The problem>
Copy the lines between the one holding "I need to verify whether the blue house" and the one holding "0, 845, 81]]", inclusive, changing "verify" to "confirm" and leaving all else unchanged.

Records provided>

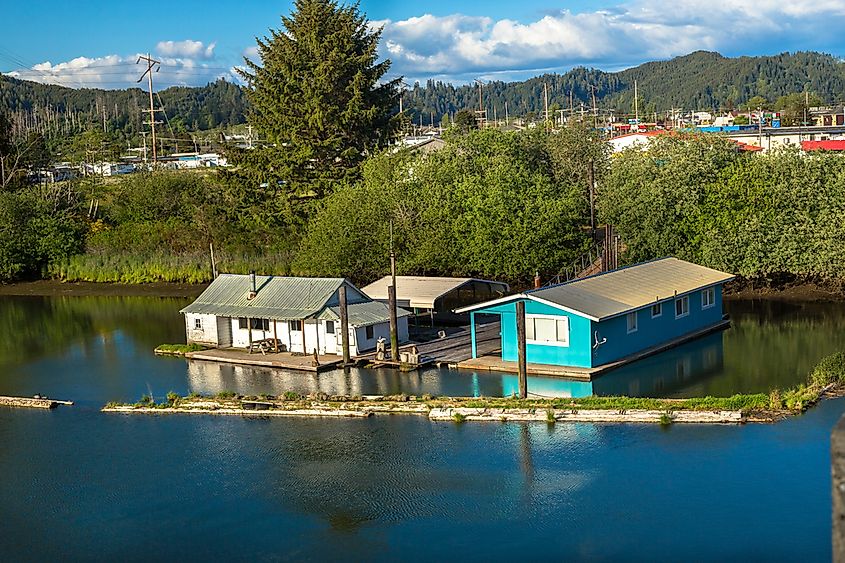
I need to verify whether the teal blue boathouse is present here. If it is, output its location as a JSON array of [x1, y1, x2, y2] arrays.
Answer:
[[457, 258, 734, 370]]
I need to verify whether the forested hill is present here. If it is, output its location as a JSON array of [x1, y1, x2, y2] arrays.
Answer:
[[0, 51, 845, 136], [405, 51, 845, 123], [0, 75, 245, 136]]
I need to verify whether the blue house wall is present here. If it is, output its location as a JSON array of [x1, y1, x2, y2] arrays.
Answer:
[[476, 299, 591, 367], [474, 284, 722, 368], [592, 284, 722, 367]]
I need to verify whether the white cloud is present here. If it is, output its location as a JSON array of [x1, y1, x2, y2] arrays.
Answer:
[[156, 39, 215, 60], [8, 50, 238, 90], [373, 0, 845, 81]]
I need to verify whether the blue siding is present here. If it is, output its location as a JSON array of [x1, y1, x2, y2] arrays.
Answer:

--

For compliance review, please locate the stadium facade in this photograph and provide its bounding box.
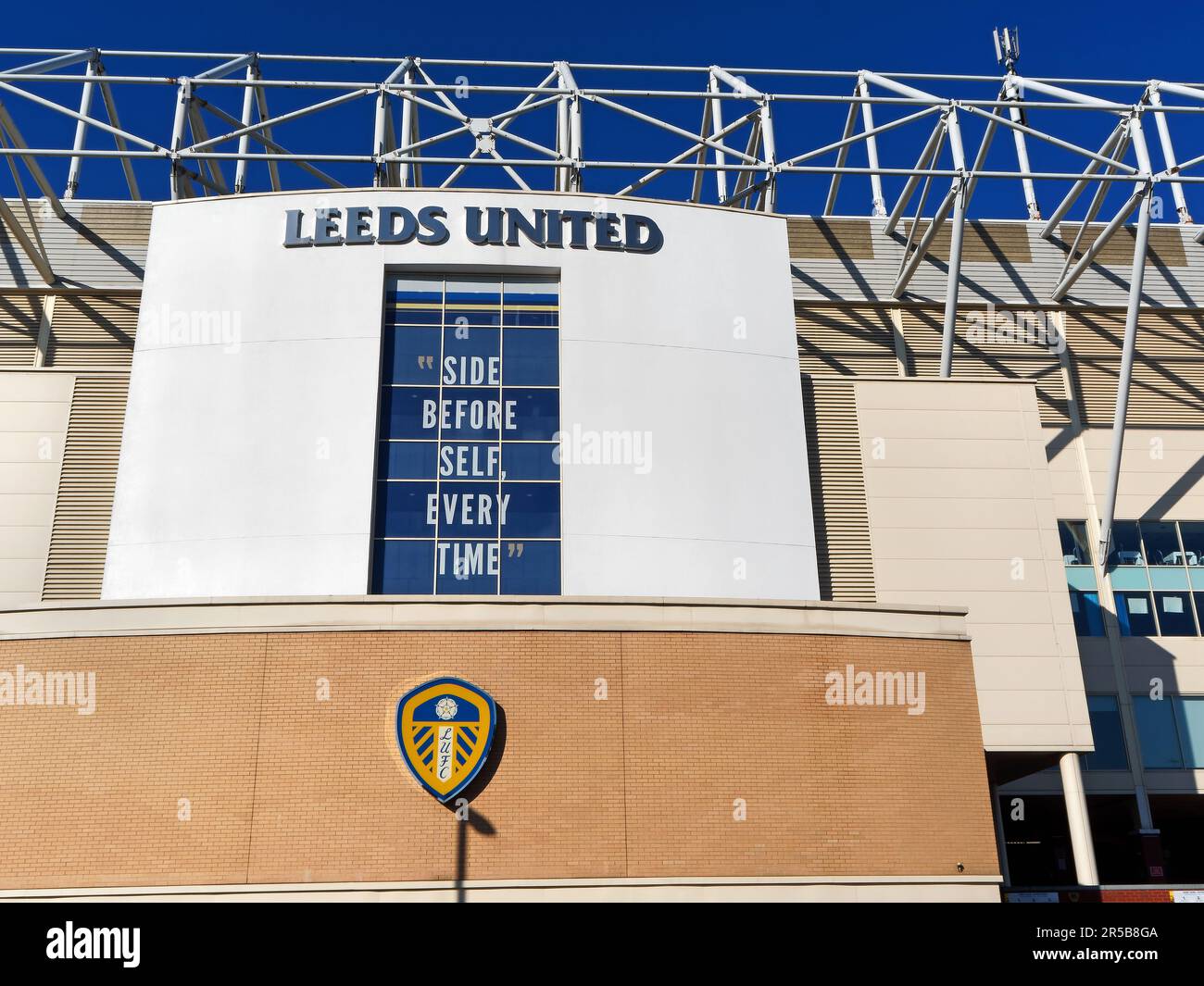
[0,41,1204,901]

Complete answer>
I need to confirm whether the blue house wall is present here. If it is, output its location as a JSON array of [x1, y1, x2, y2] arrays.
Answer:
[[476, 299, 591, 367], [474, 284, 722, 368], [592, 284, 722, 367]]
I need to confirm whether the white cloud is present here. If it is, output its location as a JSON array of [x1, y1, x2, y2] arrays.
Answer:
[[156, 39, 215, 60], [8, 50, 238, 90], [373, 0, 845, 81]]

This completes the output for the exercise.